Required work:
**1)** Update the NEF barrel thread's passage that opens with the words "Has anyone ever" and closes with "will be appreciated.", putting "replacement barrel" wherever "new barrel" appears.
**2)** Write what comes next in the forum thread on NEF barrel repair, picking up after its final post.

# NEF handi-rifle barrel repair



## sunnydaleslim (May 10, 2008)

Has anyone ever had a barrel repaired/refurbished that had wear on the lug to the point it fit too loose on the receiver? If so who did it and what was the cost? Just wondering if it is more economical to just get a new barrel. Any information will be appreciated.


----------



## gdog25 (May 10, 2008)

Howdy- check here on the NEF section for all the info you might need:  http://www.go2gbo.com/forums/index.php

Most likely you would want to ship it back to the factory for fitting. I  don't know if you bought the gun new or not but the barrel should have the last 3 numbers of the frame's serial number on it. If it is fitted to the receiver at the factory that is what they do. Contrary to what you might hear, the barrels on these guns must be fitted to a specific receiver. They do not interchange like a T/C. Not saying this applies to your case, but I wanted to mention it for the sake of anyone that has a NEF bought used. If the barrel is not properly fitted, you can have some nasty headspace issues which can result in some nasty head/face issues.


----------



## sunnydaleslim (May 10, 2008)

Thanks. That pretty much answers my question. I do not have the receiver for this barrel. I read some of the stuff on gbo about how to tighten up a loose barrel but didn't get/see the part about it having to be a factory mate to the receiver. The barrel was given to me so I am not out anything but I suppose I will scrap the idea of having it fitted to one of my receivers. If anyone out there can think of a use for this barrel I will be glad to pass it on.

Position identification records:
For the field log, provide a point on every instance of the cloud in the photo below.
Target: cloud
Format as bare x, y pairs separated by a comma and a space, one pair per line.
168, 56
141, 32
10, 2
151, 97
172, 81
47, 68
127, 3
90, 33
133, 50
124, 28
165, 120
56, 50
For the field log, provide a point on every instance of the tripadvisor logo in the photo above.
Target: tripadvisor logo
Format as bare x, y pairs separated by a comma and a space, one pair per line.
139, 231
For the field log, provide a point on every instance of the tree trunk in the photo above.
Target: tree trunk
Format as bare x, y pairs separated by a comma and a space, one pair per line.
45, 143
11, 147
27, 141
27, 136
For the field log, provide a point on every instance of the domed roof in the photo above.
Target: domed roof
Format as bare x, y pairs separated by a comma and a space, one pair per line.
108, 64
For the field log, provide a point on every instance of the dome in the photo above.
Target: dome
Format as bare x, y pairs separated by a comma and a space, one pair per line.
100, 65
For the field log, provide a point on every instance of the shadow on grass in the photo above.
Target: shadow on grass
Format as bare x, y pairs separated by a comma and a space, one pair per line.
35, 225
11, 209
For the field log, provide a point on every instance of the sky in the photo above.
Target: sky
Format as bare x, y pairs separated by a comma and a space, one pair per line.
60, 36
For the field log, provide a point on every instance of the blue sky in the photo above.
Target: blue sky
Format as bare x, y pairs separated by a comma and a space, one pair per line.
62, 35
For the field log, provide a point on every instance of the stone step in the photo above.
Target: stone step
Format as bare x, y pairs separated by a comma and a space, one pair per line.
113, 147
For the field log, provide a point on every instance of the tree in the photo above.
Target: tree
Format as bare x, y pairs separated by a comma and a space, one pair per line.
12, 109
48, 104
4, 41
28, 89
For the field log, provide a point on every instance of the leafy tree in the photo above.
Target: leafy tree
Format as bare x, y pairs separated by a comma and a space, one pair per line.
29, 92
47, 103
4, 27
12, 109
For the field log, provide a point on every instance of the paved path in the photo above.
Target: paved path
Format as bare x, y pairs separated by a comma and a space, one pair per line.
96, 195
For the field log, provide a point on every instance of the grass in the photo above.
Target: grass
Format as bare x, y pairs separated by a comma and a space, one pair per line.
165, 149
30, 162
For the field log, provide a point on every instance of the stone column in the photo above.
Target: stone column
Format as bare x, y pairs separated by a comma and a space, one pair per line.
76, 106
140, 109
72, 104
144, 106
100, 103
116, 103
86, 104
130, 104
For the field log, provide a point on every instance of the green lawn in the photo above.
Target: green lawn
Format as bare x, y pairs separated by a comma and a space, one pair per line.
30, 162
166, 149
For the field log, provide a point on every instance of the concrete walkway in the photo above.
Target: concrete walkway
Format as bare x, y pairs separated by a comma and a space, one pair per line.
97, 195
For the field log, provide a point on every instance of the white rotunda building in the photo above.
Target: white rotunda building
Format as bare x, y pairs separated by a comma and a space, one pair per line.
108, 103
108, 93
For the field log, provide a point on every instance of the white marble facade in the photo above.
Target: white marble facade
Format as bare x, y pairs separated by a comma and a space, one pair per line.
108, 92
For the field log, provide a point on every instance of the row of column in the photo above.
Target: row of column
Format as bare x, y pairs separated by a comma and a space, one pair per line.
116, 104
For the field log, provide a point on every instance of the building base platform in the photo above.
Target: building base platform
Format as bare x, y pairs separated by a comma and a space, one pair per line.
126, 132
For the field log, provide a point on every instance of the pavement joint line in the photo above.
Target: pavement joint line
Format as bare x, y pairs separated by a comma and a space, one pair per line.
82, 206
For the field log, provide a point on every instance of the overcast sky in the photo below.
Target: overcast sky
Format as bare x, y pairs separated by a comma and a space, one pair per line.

Replies:
**1)**
Has anyone ever had a barrel repaired/refurbished that had wear on the lug to the point it fit too loose on the receiver? If so who did it and what was the cost? Just wondering if it is more economical to just get a replacement barrel. Any information will be appreciated.

**2)**
----------



## frankwright (May 10, 2008)

What kind of barrel is it?

many,many NEF aficianados fit barrels to their own recievers. If it was not being done you would not see so many barrels being sold on GB Outdoors. It is fairly easy to do and the instructions and safety concerns can be found on that site.


----------



## DS7418 (May 10, 2008)

pm-sent


----------



## sunnydaleslim (May 10, 2008)

PM returned and thanks for the comments. It is a 308 barrel and I already have one that was factory fit to one of my receivers. I have an old friend who does some custom gun work. He has agreed to look at it and see if he thinks he can fit it for me. I have 3 receivers and it is loose on all of them so it will have to be shimmed or the lug built up and machined back down.


----------



## DS7418 (May 10, 2008)

I think they can fixx it and it will be ok,, but just in case you want to sell it,, let me know.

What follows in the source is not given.